Given text
---*---

For six decades, West Mountain in upstate New York has been bringing skiers—and racers—into the sport.
By Paul Post
Spencer and Sara Montgomery moved east to West Mountain, where they’re pursuing the adventure of a lifetime in his hometown of Queensbury, New York. They’ve given the Southern Adirondacks
resort a $17 million makeover since purchasing it in 2013, including three new chairlifts, 40,000 feet of snowmaking pipeline, 200 new snow guns, four groomers and a 500-foot lift for the tubing park.
It’s quite a change for a couple who met on the Chicago trading floor and spent 10 years in Colorado, skiing at some of the world’s most famous resorts.
West Mountain has been a family-oriented resort since the founding Brandt clan opened it on Christmas Day 1962. By installing lights for night skiing, they quickly attracted local curiosity seekers and developed a strong customer base throughout the region. The
Adirondack Northway (Interstate 87) opened in the early 1960s, providing a direct link from the Albany area, about an hour away. While small in size, with a 1,000-foot vertical drop, the center has made a big contribution to the sport.
“It’s a feeder mountain,” Spencer said. “I’m willing to bet that West Mountain has taught more people how to ski and is one of the top training mountains in the United States. We have 1,600 kids in after-school programs. That’s our history and our future.”
The site’s steep trails have hosted competitive racing since 1966, when Tom Jacobs and Isadore “Izzy” Ture founded the program (see “Remembering,” page 33). With on-mountain upgrades complete, the Montgomerys are now turning their attention to developing a full-time ski racing academy. One of their first moves was to hire Steve Lathrop, a former five-year World Cup competitor on the U.S. “A” Ski Team, who previously worked at Stratton Mountain School in southern Vermont. Lathrop is starting his third year as West Mountain’s alpine race director.

---*---

[Saved data entries]

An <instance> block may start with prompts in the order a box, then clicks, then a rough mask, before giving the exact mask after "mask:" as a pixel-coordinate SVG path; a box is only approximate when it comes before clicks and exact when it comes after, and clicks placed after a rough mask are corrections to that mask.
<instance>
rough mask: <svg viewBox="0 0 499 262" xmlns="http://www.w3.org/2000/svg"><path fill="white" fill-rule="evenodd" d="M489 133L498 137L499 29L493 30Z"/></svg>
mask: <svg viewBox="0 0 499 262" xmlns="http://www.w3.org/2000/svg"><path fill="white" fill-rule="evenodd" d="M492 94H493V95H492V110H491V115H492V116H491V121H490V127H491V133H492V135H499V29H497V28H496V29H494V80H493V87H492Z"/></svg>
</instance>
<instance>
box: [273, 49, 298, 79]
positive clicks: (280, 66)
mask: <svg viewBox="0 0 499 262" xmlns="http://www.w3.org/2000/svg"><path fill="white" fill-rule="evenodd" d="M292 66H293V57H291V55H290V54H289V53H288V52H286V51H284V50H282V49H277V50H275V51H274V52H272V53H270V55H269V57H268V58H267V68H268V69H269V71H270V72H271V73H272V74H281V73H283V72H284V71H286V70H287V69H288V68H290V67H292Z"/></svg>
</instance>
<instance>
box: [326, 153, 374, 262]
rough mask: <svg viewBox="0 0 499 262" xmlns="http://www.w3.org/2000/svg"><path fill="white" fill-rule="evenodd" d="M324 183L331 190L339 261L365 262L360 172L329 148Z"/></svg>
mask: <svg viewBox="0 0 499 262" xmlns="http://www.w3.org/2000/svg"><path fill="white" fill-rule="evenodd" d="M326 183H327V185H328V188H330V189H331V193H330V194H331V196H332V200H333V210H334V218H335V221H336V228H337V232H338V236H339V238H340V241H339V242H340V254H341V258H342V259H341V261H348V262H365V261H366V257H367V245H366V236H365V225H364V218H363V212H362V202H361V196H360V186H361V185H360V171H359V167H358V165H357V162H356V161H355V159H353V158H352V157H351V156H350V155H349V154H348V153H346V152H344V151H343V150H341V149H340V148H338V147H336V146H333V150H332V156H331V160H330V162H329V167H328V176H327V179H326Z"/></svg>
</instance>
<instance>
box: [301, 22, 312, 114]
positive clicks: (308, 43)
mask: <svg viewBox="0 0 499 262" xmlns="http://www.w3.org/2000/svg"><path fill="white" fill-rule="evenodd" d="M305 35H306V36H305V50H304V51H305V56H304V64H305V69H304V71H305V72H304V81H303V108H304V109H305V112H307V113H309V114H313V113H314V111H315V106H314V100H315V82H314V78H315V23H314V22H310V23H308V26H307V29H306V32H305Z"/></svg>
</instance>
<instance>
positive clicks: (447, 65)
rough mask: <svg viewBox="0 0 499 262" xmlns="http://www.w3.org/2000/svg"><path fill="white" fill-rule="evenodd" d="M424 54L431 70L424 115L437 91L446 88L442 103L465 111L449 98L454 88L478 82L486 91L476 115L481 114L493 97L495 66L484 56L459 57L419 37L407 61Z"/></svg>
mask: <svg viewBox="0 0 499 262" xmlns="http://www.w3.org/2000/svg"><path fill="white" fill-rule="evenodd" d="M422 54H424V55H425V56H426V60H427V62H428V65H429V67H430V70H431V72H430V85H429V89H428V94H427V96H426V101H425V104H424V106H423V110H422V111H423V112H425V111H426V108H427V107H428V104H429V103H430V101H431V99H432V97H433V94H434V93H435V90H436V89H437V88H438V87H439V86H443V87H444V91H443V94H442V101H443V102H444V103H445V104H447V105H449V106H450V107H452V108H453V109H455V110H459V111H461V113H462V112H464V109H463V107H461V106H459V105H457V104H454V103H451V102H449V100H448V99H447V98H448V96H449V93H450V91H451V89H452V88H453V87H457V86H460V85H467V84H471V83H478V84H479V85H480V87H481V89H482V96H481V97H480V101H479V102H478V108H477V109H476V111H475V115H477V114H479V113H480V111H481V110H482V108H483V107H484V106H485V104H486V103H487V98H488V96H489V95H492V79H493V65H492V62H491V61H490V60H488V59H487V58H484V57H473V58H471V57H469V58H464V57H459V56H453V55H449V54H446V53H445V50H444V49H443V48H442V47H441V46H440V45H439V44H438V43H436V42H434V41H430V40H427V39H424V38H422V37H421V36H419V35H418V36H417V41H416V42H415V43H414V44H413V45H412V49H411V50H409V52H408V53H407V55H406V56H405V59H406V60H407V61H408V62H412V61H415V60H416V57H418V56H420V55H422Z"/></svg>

---*---

Problems and tasks
**a)** List every item the West Mountain article names as part of the resort's $17 million makeover.
**b)** Copy the West Mountain article word for word, from "For six decades, West" up to and including "the tubing park.".
**c)** Pick up the West Mountain article after its last sentence and keep writing.
The lines above aren't needed for anything here.

Results in order
**a)**
- three new chairlifts
- 40,000 feet of snowmaking pipeline
- 200 new snow guns
- four groomers
- a 500-foot lift for the tubing park

**b)**
For six decades, West Mountain in upstate New York has been bringing skiers—and racers—into the sport.
By Paul Post
Spencer and Sara Montgomery moved east to West Mountain, where they’re pursuing the adventure of a lifetime in his hometown of Queensbury, New York. They’ve given the Southern Adirondacks
resort a $17 million makeover since purchasing it in 2013, including three new chairlifts, 40,000 feet of snowmaking pipeline, 200 new snow guns, four groomers and a 500-foot lift for the tubing park.

**c)**
A New Hampshire native, Lathrop learned how to ski on a rope tow built by his father, who served with the 10th Mountain Division during World War II. At one point, Lathrop was ranked 16th in the world in slalom. If not for injury, he would have gone to the 1972 Winter Olympics in Sapporo, Japan, so he knows what a good racing program needs and believes West Mountain has all the key elements.
In January 2020—prior to the COVID-19 shutdown—West Mountain hosted a four-day FIS event including two huge U-16 and U-19 races, with 225 racers each day from all over the East. A full slate of high school, masters and New York State Racing Association competition is on tap for the 2020–2021 season.
This fall, West Mountain also opened a brand-new ski racing academy that allows student-athletes to train
full time. Those from outside the area, a half-dozen from western New York and New York City, take classes remotely through Queensbury High School or their own home school. Next year, plans call for having a full-fledged lodging component as well.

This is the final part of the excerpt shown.